Rewrite the listing below, replacing each "one point per instance" with "a single point for each instance" and leaving everything else unchanged. Omit the pictures from your copy.

◆ Input rows ◆
□ □ □ □ □ □ □

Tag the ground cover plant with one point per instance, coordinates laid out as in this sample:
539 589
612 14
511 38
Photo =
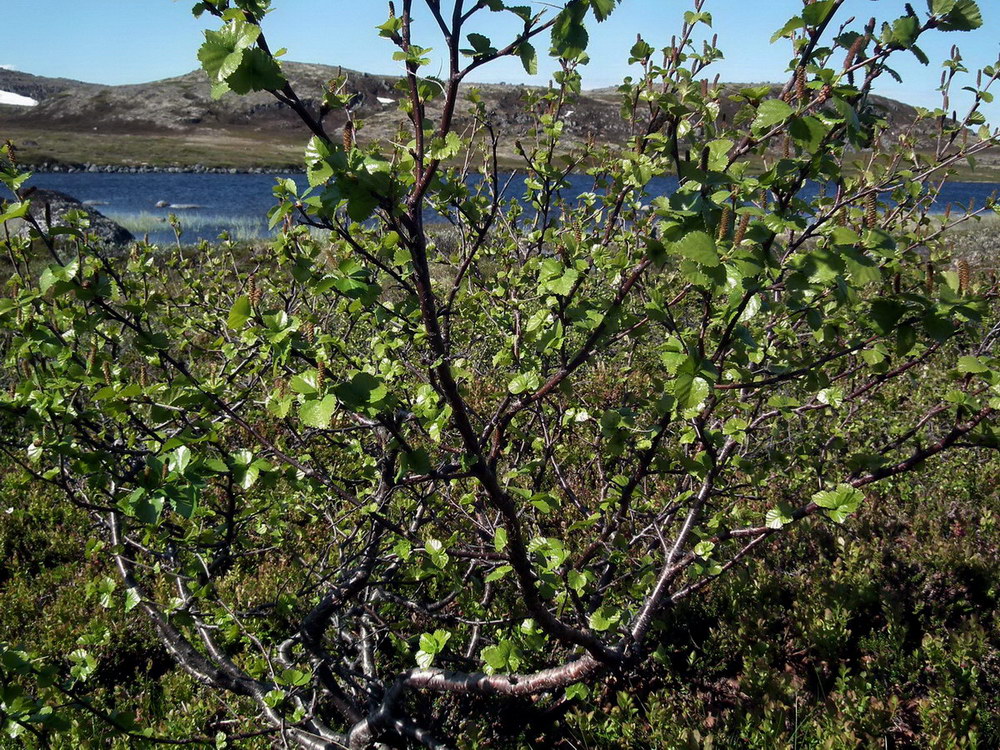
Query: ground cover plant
382 484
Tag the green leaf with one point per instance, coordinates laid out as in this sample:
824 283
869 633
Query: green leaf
839 503
362 390
964 16
818 12
525 381
602 8
905 31
771 113
605 618
778 517
240 313
971 365
497 574
318 412
258 71
794 24
529 58
699 247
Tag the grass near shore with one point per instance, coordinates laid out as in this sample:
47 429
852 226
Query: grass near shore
226 149
240 228
248 149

□ □ □ □ □ □ □

◆ Final answer ◆
Tag the ground cover plant with a single point for each instance, coordinates laid out as in this sample:
539 589
612 14
511 38
Photo =
Query: ground cover plant
382 484
Tag the green leaf with a single point for each instance, coordinates laid out as in this sample:
824 283
869 633
Query: green leaf
839 503
362 390
964 16
818 12
525 381
602 8
905 31
771 113
605 618
778 517
240 313
971 365
497 574
318 412
258 71
794 24
529 58
699 247
Tag the grass near shore with a single point for each instance, coordinates laid out as in this sample:
47 429
852 226
Query: grass near shore
226 149
240 228
248 149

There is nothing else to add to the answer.